> WHAT YOU NEED TO DO
A - In the forum post below about compressing database dumps, list every compression or decompression program named in its two numbered points.
B - In the forum post below about compressing database dumps, which tool could people on the importing end use to speed up decompression if dump.bz2 were single-block and many-stream?
C - Write the next part of the forum post below about compressing database dumps, starting after its second numbered point.

> SUPPLIED PASSAGE

"""

Hi,
after reading the following sections:
http://wikitech.wikimedia.org/view/Data_dump_redesign#Follow_up
http://en.wikipedia.org/wiki/Wikipedia_database#Dealing_with_compressed_fil…
http://meta.wikimedia.org/wiki/Data_dumps#bzip2
http://www.mediawiki.org/wiki/Mwdumper#Usage
http://www.mediawiki.org/wiki/Dbzip2#Development_status
and skimming the January, February and March archives of this year (all of
which may be outdated and/or incomplete, and then I'll sound like an
idiot), I'd like to say the following:
** 1. If the export process uses dbzip2 to compress the dump, and dbzip2's
MO is to compress input blocks independently, then to bit-shift the
resulting compressed blocks (= single-block bzip2 streams) back into a
single multi-block bzip2 stream, so that the resulting file is
bit-identical to what bzip2 would produce, then the export process wastes
(CPU) time. Bunzip2 can decompress concatenated bzip2 streams. In exchange
for a small size penalty, the dumper could just concatenate the
single-block bzip2 streams, saving a lot of cycles.
** 2. If dump.bz2 was single-block, many-stream (as opposed to the current
many-block, single-stream), then people on the importing end could speed
up *decompression* with pbzip2.

"""

> SUPPLIED INFORMATION

"""

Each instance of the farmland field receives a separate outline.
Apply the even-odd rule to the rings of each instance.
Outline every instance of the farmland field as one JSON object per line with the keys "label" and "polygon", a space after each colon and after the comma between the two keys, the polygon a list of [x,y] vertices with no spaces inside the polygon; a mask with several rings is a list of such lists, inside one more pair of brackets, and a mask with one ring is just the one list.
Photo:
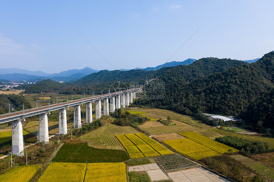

"""

> EXPECTED OUTPUTS
A - dbzip2, bzip2, Bunzip2, pbzip2

B - pbzip2

C -
** 3. Even if dump2.bz2 stays single-stream, *or* it becomes multi-stream
*but* is available only from a pipe or socket, decompression can still be
sped up by way of lbzip2 (which I wrote, and am promoting here). Since
it's written in strict adherence to the Single UNIX Specification, Version
2, it's available on Cygwin too, and should work on the Mac.
Dependent on the circumstances (number of cores, availability of dump.bz2 from
a regular file or just a pipe, etc) different bunzip2 implementations are best.
For example, on my dual core desktop, even
7za e -tbzip2 -so dump.bz2
performs best in some cases (which -- I guess -- parallelizes the different
stages of the decompression).
For my more complete analysis (with explicit points on (my imagination of)
dbzip2), please see
http://lists.debian.org/debian-mentors/2009/02/msg00135.html
** 4. Thanassis Tsiodras' offline reader, available under
http://users.softlab.ece.ntua.gr/~ttsiod/buildWikipediaOffline.html
uses, according to section "Seeking in the dump file", bzip2recover to
split the bzip2 blocks out of the single bzip2 stream. The page states
This process is fast (since it involves almost no CPU calculations
While this may be true relative to other dump-processing operations,
bzip2recover is, in fact, not much more than a huge single threaded
bit-shifter, which even makes two passes over the dump. (IIRC, the first
pass shifts over the whole dump to find bzip2 block delimiteres, then the
second pass shifts the blocks found previously into byte-aligned, separate
bzip2 streams.)
Since lbzip2's multiple-workers decompressor distributes the search for
bzip2 block headers over all cores, a list of bzip2 block bit positions
(or the separate files themselves) could be created faster, by hacking a
bit on lbzip2 (as in "print positions, omit decompression").
Or dbzip2 itself could enable efficient seeking in the compressed dump by
saving named bit positions in a separate text file.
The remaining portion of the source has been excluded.